[begin Stored data]

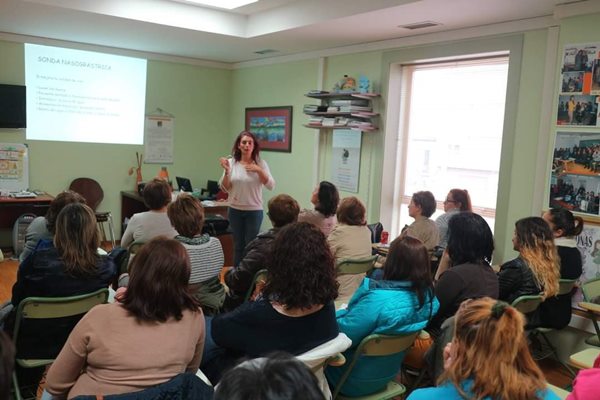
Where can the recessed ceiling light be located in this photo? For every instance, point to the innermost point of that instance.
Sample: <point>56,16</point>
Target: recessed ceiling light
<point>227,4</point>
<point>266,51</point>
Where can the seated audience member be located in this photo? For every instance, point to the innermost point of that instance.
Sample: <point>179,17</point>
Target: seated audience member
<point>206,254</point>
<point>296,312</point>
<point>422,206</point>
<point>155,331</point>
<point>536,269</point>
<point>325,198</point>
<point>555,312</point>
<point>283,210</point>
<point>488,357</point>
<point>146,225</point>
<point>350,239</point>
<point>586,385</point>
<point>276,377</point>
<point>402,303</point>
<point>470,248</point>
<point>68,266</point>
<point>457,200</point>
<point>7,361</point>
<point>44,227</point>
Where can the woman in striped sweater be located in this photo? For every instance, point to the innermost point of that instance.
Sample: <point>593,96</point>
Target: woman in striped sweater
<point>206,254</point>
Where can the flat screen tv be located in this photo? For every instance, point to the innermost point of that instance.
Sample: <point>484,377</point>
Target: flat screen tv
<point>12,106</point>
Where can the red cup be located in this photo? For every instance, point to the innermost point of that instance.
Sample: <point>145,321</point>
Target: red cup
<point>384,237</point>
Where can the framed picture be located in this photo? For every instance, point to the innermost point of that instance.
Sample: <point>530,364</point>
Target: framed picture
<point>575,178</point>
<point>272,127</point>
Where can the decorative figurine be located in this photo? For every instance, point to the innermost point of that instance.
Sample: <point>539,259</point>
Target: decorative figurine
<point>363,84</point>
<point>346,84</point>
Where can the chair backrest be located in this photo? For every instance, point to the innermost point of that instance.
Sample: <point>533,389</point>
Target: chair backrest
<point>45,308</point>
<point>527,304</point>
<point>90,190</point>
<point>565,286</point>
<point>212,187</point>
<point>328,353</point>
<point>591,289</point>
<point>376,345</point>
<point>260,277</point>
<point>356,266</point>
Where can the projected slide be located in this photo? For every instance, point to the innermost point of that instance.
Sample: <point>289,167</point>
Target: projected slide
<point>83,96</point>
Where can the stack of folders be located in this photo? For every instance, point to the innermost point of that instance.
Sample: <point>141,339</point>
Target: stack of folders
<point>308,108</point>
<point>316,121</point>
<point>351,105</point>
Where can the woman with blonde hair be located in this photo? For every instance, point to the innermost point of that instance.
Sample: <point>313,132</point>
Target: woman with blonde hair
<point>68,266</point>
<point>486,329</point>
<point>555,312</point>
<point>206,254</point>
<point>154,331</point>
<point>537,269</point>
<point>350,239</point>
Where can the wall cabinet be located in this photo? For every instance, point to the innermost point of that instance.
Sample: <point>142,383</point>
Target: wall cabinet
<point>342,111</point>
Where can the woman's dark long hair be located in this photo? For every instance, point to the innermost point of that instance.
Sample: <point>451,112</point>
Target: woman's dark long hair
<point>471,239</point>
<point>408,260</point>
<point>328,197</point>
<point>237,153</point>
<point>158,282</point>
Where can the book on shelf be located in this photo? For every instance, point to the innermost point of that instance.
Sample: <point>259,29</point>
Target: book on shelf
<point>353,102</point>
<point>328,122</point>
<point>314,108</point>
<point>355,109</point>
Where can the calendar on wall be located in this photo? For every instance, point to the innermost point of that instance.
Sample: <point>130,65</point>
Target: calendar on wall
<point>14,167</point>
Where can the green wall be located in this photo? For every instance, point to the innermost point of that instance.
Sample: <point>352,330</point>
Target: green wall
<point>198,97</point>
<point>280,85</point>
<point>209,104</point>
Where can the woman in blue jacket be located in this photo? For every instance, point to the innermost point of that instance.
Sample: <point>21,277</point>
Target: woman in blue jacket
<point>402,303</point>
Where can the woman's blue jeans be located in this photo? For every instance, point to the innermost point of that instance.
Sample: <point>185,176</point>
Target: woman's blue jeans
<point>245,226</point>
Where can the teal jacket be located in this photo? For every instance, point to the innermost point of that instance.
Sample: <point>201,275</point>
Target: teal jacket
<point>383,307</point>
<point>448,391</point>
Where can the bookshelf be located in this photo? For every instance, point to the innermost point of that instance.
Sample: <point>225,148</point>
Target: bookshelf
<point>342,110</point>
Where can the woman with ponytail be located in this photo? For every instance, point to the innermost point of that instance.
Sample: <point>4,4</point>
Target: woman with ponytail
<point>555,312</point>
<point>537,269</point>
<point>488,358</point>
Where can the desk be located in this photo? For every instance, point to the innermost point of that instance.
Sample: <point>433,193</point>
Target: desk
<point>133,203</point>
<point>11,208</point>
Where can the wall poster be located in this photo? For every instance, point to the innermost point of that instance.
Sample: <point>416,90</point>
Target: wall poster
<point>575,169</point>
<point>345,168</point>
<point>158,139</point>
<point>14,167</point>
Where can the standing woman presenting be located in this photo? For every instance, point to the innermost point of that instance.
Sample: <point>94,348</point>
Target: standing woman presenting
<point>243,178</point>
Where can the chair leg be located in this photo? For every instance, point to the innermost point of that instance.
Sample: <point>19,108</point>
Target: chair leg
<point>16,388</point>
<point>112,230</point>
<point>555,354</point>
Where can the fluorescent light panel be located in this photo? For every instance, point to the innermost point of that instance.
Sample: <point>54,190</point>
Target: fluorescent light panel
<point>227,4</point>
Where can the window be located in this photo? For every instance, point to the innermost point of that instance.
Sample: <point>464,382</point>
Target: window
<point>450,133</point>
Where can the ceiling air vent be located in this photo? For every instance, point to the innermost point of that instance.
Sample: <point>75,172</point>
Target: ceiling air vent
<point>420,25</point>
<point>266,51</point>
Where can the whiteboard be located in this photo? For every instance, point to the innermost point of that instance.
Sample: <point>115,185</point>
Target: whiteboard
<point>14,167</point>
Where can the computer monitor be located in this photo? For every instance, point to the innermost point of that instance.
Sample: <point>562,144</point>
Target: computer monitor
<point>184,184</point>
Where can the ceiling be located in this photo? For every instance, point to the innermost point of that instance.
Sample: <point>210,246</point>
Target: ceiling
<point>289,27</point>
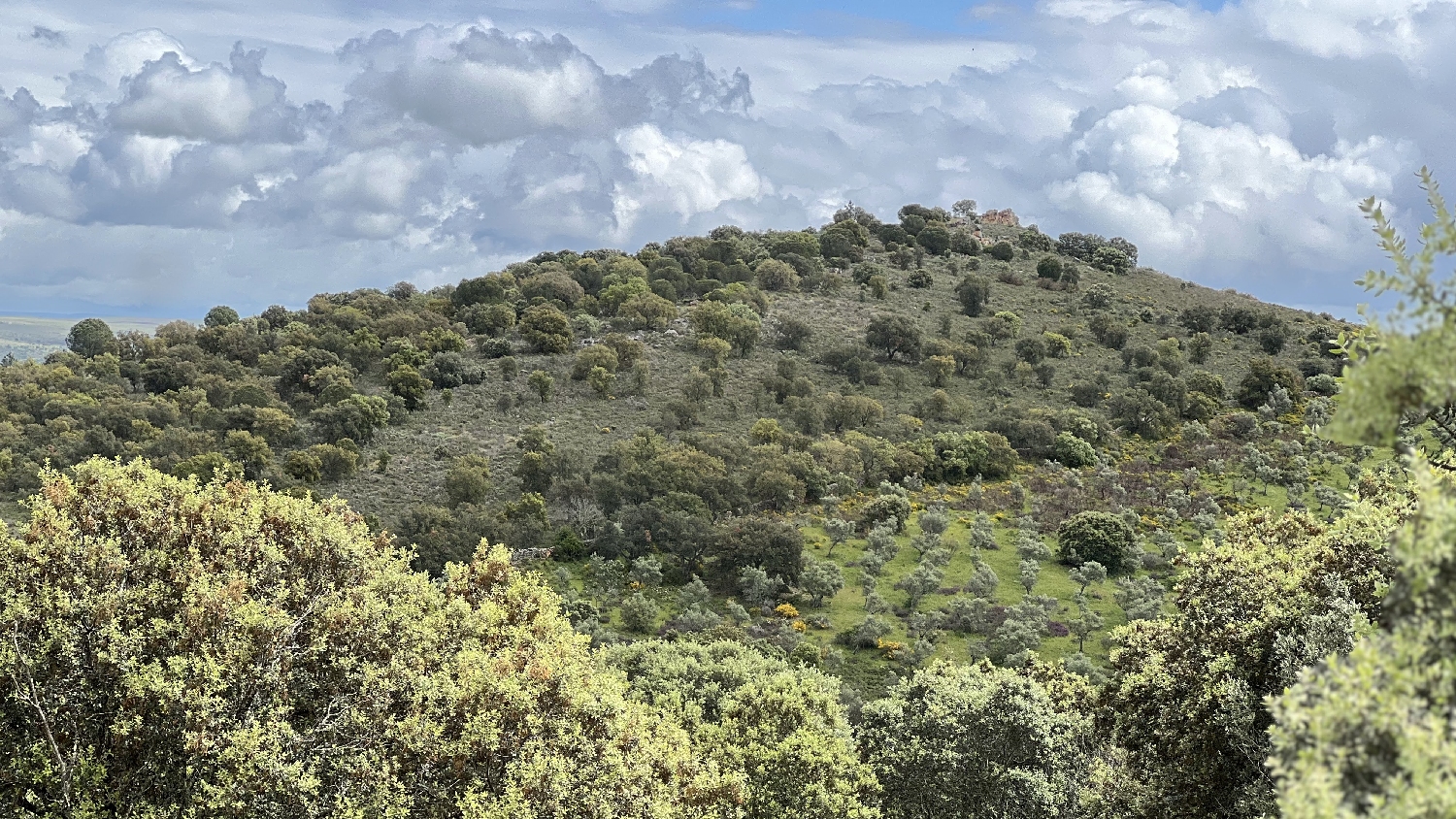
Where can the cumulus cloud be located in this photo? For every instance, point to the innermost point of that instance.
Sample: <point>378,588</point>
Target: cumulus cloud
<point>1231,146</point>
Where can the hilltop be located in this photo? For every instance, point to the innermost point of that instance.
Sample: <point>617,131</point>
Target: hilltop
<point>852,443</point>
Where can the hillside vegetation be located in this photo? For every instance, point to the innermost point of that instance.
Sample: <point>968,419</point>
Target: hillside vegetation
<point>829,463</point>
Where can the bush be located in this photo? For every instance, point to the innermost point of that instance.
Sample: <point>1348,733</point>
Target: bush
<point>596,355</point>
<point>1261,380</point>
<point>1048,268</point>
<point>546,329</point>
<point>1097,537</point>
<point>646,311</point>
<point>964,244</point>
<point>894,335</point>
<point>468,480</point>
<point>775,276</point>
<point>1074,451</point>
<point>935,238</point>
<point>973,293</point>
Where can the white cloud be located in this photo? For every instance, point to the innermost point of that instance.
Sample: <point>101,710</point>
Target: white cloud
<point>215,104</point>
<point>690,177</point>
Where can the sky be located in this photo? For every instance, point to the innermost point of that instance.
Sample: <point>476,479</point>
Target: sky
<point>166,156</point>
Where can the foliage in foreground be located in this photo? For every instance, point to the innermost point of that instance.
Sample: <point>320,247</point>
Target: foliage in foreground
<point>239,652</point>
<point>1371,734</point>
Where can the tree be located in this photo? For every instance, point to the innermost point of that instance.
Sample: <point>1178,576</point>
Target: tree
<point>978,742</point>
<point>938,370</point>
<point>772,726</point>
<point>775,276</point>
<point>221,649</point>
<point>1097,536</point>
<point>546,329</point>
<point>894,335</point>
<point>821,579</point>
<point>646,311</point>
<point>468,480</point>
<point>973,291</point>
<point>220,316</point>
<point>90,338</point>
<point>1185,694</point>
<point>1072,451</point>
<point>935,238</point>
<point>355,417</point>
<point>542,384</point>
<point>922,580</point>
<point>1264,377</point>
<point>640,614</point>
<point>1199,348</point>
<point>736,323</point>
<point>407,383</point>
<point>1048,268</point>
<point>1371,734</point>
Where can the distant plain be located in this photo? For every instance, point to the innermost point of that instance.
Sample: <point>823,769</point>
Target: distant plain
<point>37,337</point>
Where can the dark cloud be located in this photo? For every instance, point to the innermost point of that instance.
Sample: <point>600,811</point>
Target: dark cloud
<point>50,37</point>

[end Stored data]
[begin Stored data]

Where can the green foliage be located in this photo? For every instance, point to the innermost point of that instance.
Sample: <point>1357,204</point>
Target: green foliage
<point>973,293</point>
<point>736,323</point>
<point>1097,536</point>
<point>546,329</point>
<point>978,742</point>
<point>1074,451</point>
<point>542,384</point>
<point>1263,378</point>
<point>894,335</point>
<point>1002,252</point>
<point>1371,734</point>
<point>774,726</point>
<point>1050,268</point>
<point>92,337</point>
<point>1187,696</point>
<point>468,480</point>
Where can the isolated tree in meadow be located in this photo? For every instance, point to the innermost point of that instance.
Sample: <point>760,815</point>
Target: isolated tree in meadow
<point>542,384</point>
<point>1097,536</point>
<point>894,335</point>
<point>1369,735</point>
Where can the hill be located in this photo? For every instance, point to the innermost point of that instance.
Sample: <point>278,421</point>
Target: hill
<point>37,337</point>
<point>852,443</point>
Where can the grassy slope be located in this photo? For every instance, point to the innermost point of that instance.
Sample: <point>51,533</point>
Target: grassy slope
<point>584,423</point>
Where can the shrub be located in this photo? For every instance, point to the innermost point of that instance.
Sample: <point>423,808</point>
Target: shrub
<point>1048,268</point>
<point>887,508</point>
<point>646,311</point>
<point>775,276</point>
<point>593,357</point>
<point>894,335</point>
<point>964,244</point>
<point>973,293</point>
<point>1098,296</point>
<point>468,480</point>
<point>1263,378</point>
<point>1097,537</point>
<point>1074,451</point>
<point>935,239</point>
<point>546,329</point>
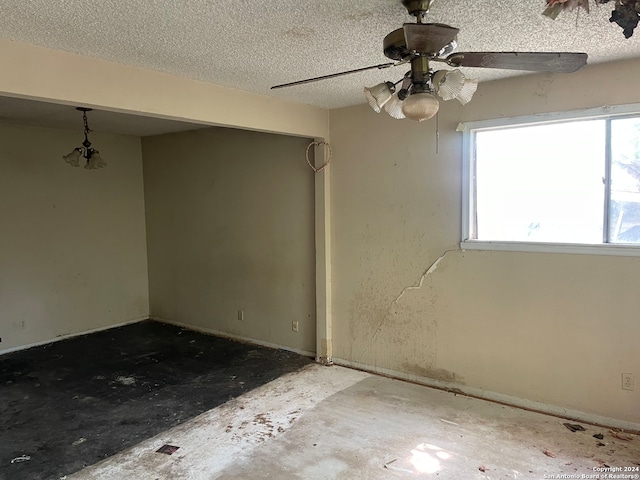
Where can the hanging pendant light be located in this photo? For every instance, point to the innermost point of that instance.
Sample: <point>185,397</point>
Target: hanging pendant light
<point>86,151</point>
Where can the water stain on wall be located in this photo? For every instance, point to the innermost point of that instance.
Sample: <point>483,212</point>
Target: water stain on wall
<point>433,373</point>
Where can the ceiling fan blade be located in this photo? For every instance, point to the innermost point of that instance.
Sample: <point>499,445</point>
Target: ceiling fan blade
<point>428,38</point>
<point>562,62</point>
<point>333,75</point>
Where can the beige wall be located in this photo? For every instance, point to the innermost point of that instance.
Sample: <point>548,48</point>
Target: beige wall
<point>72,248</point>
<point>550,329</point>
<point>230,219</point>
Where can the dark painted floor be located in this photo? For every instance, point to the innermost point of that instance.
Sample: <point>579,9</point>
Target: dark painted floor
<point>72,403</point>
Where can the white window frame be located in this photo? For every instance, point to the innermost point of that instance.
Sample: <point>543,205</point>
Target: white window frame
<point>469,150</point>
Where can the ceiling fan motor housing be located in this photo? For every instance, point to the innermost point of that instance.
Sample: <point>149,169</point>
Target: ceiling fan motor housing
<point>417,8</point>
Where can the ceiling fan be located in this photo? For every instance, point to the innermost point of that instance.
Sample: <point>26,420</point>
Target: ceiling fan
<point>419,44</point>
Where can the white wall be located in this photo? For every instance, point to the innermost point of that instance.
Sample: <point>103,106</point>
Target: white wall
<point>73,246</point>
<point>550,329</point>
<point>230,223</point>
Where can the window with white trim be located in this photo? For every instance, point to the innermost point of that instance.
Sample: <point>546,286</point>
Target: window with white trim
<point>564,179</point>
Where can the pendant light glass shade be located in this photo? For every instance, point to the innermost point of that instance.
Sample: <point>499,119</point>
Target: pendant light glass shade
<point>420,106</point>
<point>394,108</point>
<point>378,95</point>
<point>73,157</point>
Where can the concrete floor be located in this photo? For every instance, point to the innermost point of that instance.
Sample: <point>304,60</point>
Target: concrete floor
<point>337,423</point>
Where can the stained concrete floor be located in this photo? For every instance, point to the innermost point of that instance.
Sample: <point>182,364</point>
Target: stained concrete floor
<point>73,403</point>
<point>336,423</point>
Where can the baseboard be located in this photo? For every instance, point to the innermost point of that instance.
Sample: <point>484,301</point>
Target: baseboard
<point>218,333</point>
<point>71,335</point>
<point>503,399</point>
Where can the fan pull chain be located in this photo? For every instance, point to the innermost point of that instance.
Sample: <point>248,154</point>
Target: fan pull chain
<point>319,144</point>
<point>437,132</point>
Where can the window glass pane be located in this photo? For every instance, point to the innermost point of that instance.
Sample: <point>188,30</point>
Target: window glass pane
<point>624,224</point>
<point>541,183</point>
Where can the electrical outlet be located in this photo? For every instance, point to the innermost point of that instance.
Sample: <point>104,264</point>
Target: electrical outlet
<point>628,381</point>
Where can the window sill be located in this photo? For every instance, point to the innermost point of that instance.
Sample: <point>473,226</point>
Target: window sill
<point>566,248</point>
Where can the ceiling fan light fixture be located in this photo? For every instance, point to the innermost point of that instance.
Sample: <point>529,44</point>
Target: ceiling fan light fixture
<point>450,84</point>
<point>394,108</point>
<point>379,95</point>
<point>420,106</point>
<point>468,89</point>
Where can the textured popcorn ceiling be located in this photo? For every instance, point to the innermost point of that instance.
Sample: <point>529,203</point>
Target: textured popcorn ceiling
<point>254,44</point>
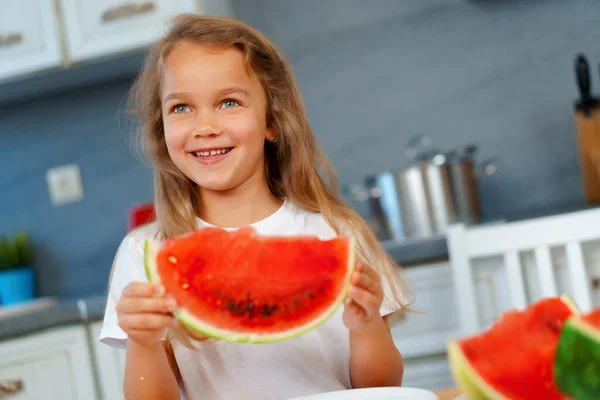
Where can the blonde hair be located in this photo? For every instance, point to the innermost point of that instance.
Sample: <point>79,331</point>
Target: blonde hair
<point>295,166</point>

[end Stored data]
[begin Stored data]

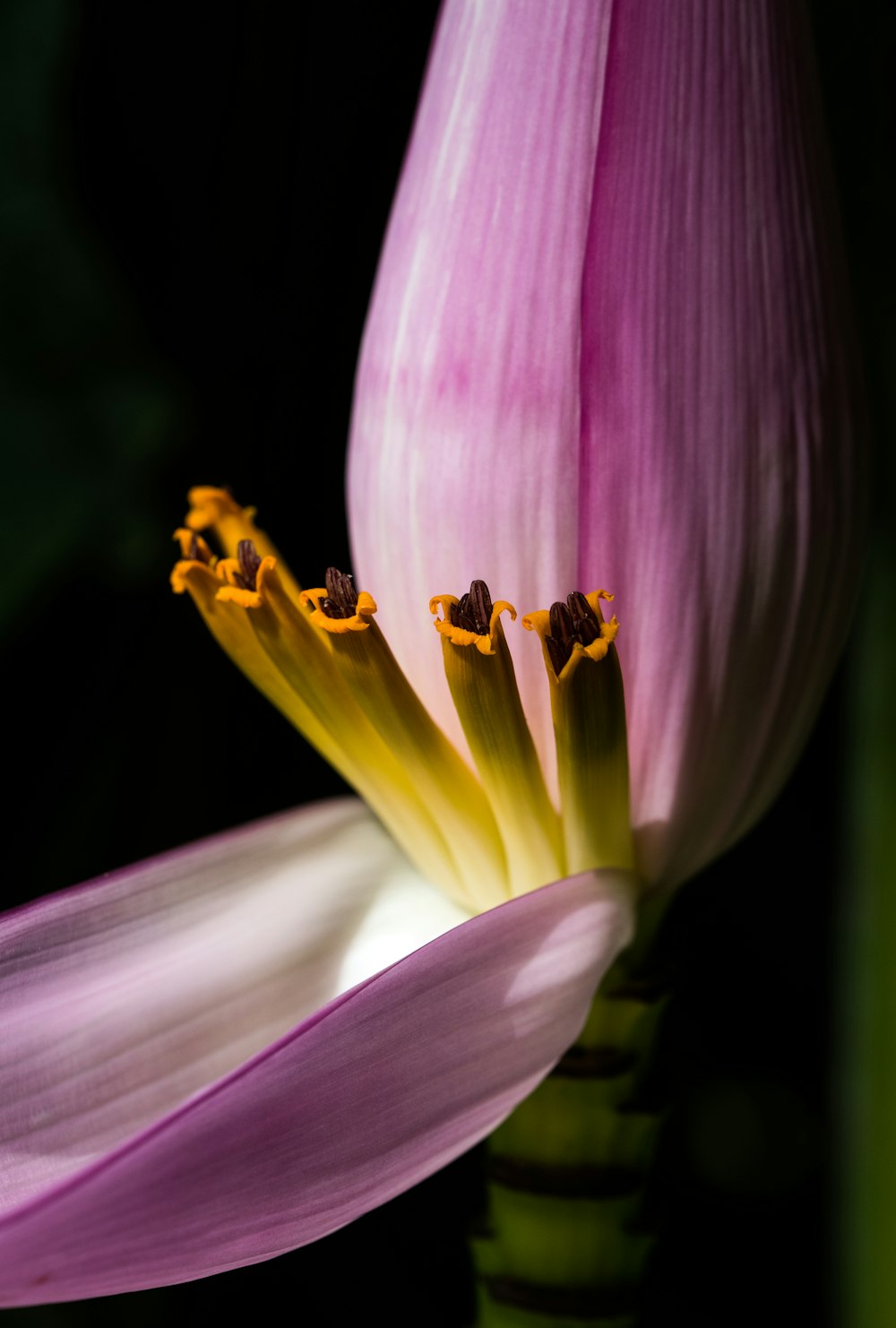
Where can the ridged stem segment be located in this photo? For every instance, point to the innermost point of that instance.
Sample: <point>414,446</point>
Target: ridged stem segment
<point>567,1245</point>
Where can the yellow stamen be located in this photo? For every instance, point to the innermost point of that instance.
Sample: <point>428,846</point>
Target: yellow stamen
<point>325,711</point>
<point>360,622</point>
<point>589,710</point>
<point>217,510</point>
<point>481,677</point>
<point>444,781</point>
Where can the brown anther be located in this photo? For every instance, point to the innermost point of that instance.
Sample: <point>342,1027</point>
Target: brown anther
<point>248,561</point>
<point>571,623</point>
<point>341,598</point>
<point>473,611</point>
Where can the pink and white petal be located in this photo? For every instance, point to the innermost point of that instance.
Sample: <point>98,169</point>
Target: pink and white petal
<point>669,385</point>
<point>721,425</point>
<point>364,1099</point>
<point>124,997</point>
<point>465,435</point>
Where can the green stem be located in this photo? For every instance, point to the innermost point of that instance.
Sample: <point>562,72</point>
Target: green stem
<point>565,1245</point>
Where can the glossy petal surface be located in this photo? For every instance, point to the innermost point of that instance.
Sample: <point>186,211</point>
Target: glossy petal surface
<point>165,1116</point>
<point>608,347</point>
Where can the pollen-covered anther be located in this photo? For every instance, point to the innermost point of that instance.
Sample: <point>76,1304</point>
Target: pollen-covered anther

[end Stored data]

Count the lines in the entries above that contain the string "backrest", treating uppercase and lowercase as different. Reply with the number only.

2